STUDY TEXT —
General Chairs

Sridutt Bhalachandra, Lawrence Berkeley National Laboratory, USA
Sunita Chandrasekaran, University of Delaware, USA

Guido Juckeland, HZDR, Germany

Program Chairs

Christopher Daley, Lawrence Berkeley National Laboratory, USA
Jose M Monsalve Diaz, Argonne National Laboratory, USA
Verónica G. Melesse Vergara, Oak Ridge National Laboratory, USA

COVID-19 Update: SC22 Planning for an In-person Event

SC22 is planning for an In-person Event. Our workshop has been scheduled for Friday, 18 November 2022 from 8:30 am – 12 pm CST.

About the Workshop

The inclusion of accelerators in HPC systems is becoming well established and there are many examples of successful deployments today. As we look forward, we expect this trend to continue: accelerators will become even more widely used, a larger fraction of the system compute capability will be delivered by accelerators, and there will be an even tighter coupling of components in a compute node. This change in the HPC system landscape was enabled by both the increasing capability and usability of accelerators, like GPUs. Technology enablers included higher bandwidth memory technologies with larger capacities to fit more of an application’s working set, hardware-managed caches, and the ability to access CPU data without the need for explicit data management. As a result, scientific software developers are being offered with a rich platform to exploit the multiple levels of parallelism in their applications.

Items in a dataset
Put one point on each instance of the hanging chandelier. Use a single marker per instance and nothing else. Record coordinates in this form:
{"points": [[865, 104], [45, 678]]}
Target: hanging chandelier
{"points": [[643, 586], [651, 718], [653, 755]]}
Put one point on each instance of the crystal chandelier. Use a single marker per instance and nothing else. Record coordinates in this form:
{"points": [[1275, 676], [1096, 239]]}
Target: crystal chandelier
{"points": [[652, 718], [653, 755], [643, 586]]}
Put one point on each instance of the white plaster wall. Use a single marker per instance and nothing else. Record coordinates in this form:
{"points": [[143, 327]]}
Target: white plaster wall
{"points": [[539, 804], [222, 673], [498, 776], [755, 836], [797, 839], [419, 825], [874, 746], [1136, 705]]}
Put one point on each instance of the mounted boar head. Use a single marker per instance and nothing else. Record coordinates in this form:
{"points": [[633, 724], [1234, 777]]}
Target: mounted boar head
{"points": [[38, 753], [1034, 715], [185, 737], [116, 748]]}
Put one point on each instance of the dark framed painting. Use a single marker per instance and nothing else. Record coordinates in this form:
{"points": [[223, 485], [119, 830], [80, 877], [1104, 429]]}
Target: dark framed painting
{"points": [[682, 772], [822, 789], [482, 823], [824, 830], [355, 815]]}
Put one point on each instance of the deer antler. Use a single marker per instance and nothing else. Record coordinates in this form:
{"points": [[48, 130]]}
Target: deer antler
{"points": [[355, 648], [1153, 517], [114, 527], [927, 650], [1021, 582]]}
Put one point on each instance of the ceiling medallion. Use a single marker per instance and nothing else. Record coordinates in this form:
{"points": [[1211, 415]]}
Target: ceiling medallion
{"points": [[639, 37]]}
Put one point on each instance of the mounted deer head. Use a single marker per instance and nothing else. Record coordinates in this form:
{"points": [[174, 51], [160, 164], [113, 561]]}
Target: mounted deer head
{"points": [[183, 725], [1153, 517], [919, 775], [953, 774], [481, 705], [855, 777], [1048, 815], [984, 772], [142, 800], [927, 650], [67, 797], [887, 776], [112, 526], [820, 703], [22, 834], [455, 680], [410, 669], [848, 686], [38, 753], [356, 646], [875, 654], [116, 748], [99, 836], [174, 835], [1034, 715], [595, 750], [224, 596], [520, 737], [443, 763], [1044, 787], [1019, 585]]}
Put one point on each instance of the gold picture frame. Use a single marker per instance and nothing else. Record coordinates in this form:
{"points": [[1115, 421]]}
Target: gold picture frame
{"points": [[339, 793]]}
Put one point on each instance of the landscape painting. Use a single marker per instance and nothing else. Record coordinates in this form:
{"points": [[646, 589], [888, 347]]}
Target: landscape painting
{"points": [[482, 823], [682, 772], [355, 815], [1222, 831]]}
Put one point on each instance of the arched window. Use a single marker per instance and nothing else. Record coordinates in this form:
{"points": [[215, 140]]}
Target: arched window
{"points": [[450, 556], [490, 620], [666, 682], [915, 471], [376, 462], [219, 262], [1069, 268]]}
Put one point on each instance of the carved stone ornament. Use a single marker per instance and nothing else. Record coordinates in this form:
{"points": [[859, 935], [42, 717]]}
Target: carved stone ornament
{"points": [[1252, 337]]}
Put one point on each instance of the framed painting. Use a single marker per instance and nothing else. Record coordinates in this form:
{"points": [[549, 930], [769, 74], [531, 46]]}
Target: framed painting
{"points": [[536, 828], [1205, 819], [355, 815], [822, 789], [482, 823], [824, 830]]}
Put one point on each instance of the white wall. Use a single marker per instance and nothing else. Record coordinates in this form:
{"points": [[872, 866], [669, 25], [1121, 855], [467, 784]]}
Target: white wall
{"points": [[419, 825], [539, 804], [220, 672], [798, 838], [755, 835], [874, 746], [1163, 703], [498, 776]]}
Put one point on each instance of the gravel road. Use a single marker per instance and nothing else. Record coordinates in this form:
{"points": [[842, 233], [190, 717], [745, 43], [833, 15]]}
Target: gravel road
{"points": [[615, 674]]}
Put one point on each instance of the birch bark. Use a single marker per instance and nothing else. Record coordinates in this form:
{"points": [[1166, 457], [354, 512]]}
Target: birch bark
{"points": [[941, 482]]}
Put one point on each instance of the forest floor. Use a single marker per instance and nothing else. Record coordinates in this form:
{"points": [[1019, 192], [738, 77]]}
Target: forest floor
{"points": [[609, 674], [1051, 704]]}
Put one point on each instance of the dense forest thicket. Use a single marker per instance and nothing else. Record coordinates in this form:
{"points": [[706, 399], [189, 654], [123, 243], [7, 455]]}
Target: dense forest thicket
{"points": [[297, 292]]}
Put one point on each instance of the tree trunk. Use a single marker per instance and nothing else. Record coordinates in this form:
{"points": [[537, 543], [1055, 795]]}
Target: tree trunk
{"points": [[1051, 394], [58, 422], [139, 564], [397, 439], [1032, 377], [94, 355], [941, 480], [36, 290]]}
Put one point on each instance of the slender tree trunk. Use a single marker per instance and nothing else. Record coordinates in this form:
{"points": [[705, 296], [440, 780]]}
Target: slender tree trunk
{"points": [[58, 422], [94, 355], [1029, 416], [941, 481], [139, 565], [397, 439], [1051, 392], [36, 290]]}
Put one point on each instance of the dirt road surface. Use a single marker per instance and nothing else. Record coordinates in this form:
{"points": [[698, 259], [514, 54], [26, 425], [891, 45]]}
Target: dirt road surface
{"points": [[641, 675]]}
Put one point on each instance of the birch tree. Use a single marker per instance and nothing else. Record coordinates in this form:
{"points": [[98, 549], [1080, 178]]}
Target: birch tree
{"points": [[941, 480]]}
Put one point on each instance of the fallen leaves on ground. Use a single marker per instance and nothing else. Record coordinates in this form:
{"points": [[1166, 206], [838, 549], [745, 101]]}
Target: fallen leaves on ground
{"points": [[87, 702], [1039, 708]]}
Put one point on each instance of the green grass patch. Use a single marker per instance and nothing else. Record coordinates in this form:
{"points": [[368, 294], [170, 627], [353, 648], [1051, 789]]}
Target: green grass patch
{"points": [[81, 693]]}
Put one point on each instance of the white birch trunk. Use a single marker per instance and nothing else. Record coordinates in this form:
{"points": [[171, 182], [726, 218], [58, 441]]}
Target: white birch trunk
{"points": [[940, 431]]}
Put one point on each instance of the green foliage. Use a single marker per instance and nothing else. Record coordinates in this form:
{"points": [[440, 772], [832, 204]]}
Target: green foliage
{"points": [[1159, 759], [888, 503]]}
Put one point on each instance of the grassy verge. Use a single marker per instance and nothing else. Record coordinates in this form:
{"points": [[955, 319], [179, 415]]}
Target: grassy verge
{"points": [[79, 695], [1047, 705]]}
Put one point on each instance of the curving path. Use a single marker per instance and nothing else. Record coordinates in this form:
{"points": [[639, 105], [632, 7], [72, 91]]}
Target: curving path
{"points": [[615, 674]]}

USING THE INFORMATION —
a) When is the workshop scheduled to take place, according to the SC22 workshop page?
b) Write the next part of the SC22 workshop page, starting after its last sentence.

YOUR WRITTEN ANSWERS —
a) Friday, 18 November 2022, from 8:30 am to 12 pm CST.

b)
In today’s HPC environment, systems with heterogeneous node architectures providing multiple levels of parallelism are omnipresent. Further, the next generation of systems may feature GPU-like accelerators combined with other accelerators to provide improved performance for a wider variety of application kernels. This would introduce further complexity to application programmers because different programming languages and frameworks (e.g CUDA and HIP) may be required for each architectural component in a compute node. This type of specialization complicates maintenance and portability to other systems. Thus, the importance of programming approaches that can provide performance, scalability, and portability and exploit the maximum available parallelism is increasing. It is highly desirable that programmers are able to keep a single code base to help ease maintenance and avoid the need to debug and optimize multiple versions of the same code.

Exploiting the maximum available parallelism out of such systems necessitates refactoring applications and using a programming approach that can make use of the accelerators. Historically, the favored portable approaches, and the sole focus of our earlier workshops, were OpenMP offloading and OpenACC, both based on directives. Today, we recognize the evolution of other options to adapt to heterogeneity and, starting in 2021, we extended the workshop to include the use of standard Fortran/C++, SYCL, DPC++, Kokkos, and RAJA are among several alternatives that can provide scalable as well as portable solutions without compromising on performance. A programmer’s expectation from the software community is to deliver solutions that would allow maintenance of a single code base whenever possible, thus avoiding duplicate effort across programming models and architectures.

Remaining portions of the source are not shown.